= TASK INSTRUCTIONS =
What is needed is the run of lines from the one with "In this exercise you will label the breakfast" through the close of the data, set down exactly.

════════════════════

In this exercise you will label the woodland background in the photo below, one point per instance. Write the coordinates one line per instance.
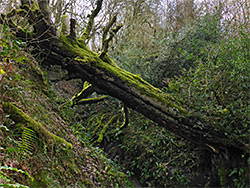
(196, 51)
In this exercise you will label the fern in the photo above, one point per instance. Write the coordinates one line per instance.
(7, 179)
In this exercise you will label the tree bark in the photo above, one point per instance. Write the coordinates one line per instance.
(109, 79)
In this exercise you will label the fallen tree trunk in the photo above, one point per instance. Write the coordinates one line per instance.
(98, 69)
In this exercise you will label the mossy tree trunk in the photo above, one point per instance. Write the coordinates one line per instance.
(107, 78)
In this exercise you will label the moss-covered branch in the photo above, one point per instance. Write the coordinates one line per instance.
(19, 116)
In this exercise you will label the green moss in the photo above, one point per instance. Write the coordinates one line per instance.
(141, 87)
(105, 127)
(20, 117)
(65, 24)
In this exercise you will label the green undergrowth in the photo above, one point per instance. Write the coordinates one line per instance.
(150, 154)
(24, 148)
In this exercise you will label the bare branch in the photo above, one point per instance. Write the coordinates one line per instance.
(86, 33)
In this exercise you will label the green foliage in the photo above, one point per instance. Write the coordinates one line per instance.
(239, 176)
(218, 89)
(7, 178)
(28, 140)
(183, 49)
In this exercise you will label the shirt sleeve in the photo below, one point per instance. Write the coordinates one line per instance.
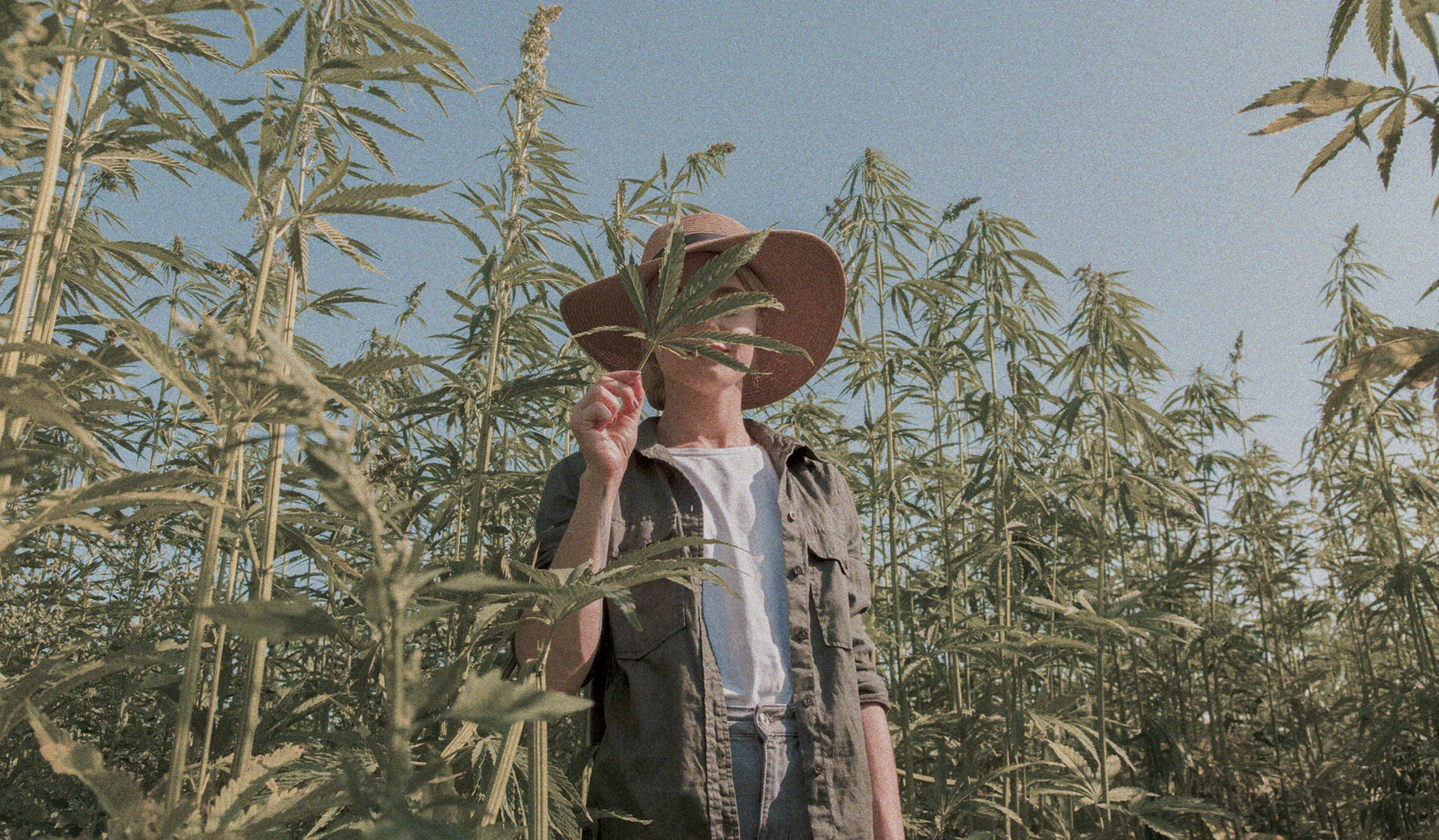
(562, 491)
(871, 685)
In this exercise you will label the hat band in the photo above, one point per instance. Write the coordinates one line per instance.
(691, 239)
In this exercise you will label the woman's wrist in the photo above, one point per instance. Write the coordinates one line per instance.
(595, 481)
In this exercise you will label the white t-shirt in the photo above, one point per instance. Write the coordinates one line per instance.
(750, 635)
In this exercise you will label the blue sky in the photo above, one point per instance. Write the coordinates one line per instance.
(1110, 127)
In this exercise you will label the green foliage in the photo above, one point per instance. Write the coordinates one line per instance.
(270, 593)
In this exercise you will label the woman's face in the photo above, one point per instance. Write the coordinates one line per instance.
(706, 376)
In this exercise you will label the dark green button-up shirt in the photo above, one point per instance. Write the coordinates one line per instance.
(660, 712)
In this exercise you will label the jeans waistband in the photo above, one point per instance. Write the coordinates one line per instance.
(767, 711)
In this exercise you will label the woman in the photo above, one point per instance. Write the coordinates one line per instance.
(754, 712)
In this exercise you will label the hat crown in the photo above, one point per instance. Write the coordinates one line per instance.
(697, 226)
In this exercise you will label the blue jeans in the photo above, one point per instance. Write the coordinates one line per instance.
(764, 744)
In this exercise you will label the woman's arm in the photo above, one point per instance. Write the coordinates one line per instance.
(883, 774)
(577, 637)
(605, 422)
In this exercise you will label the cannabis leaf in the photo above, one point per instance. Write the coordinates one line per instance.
(670, 321)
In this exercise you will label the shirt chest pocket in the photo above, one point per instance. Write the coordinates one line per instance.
(829, 561)
(660, 606)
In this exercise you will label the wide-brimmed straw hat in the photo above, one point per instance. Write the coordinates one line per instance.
(800, 269)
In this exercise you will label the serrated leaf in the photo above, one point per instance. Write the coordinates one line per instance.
(275, 39)
(274, 621)
(1313, 92)
(1390, 134)
(1378, 20)
(478, 583)
(1339, 28)
(1336, 146)
(493, 702)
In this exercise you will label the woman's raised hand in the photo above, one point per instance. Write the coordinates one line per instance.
(606, 420)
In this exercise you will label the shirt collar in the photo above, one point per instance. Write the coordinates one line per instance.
(776, 444)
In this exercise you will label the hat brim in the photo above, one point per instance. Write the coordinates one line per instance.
(800, 269)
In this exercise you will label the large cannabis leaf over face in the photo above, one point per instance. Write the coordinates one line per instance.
(671, 312)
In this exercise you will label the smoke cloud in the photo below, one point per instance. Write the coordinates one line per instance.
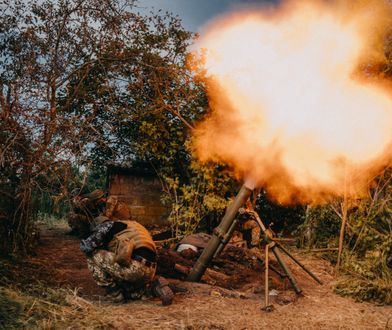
(295, 105)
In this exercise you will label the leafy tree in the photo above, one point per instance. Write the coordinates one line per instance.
(82, 82)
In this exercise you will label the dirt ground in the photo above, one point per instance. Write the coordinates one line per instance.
(208, 306)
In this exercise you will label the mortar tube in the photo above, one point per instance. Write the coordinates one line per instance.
(205, 258)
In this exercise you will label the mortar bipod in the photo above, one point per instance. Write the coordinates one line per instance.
(276, 247)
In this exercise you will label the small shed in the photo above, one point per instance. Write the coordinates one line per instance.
(139, 187)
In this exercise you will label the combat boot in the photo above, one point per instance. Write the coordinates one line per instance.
(115, 295)
(160, 288)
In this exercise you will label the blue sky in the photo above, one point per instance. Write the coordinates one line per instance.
(195, 13)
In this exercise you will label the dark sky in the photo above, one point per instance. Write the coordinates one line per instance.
(194, 13)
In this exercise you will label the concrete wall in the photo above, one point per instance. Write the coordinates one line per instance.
(142, 194)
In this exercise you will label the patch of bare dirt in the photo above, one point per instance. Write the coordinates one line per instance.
(232, 303)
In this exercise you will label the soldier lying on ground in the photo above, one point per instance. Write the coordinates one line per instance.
(85, 208)
(122, 258)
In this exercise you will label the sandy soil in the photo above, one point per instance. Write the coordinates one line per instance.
(205, 306)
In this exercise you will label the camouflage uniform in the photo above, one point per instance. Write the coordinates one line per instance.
(121, 257)
(109, 274)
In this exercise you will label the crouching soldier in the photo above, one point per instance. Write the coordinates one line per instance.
(121, 256)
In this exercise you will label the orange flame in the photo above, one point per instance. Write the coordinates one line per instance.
(290, 107)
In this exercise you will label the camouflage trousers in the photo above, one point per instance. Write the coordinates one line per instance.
(133, 278)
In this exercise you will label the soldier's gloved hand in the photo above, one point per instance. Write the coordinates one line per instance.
(86, 248)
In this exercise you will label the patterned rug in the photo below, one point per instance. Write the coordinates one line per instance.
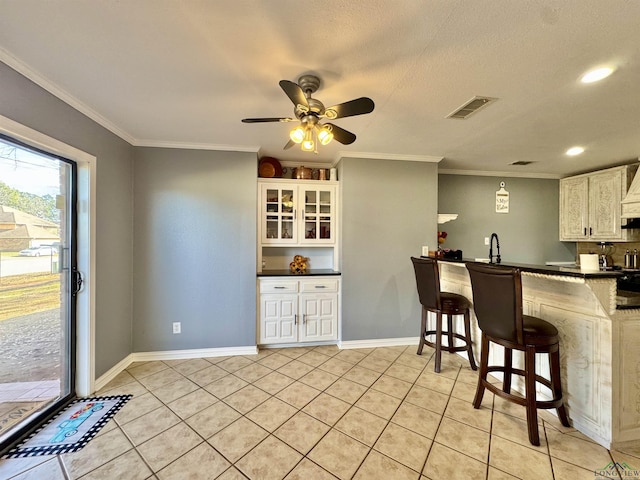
(72, 428)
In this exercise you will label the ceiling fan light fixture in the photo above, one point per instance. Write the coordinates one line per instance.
(308, 145)
(325, 135)
(297, 134)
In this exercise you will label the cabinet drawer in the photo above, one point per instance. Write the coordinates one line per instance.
(326, 285)
(278, 287)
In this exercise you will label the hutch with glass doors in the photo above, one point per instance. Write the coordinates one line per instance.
(298, 217)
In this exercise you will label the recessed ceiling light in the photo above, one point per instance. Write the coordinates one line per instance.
(596, 75)
(574, 151)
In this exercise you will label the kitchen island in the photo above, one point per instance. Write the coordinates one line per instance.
(600, 360)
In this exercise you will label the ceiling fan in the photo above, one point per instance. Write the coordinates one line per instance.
(309, 111)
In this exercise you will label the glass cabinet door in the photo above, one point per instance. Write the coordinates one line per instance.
(279, 214)
(318, 215)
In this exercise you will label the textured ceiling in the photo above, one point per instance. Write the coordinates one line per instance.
(184, 73)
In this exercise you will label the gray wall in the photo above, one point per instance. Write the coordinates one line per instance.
(528, 233)
(25, 102)
(388, 212)
(194, 249)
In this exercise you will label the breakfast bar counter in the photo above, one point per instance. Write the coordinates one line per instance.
(600, 360)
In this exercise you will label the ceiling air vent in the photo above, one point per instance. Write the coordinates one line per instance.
(472, 106)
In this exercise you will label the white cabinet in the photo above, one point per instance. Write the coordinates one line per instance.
(298, 310)
(297, 213)
(590, 208)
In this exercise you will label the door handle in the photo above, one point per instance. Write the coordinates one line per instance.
(76, 281)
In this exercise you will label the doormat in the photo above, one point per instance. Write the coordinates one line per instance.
(71, 429)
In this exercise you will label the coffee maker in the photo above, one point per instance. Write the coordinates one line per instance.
(604, 257)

════════════════════

= SOLUTION BELOW =
In this exercise you will label the breakfast bar counter in the photo above, one point per instance. Write the coordinates one line per instance.
(600, 360)
In this exercise you will label the ceiling air vent in the photo above, one point per instance. Write the coordinates one line per instance.
(472, 106)
In this exercise you will label the white cabinet in the photo above, one point per instance. Write the coordinates one line per instance.
(298, 310)
(297, 213)
(590, 208)
In this exercise you will label the door handle in the photo above, one point per instance. Write the coordinates one line per instance.
(76, 281)
In this exercise you will label the doormat in the photo above, one point per instance. Write the coordinates one line per instance.
(71, 429)
In this exercise you will label the coffee maker in the photo above, one point per instance. Write the coordinates one line per instance.
(604, 257)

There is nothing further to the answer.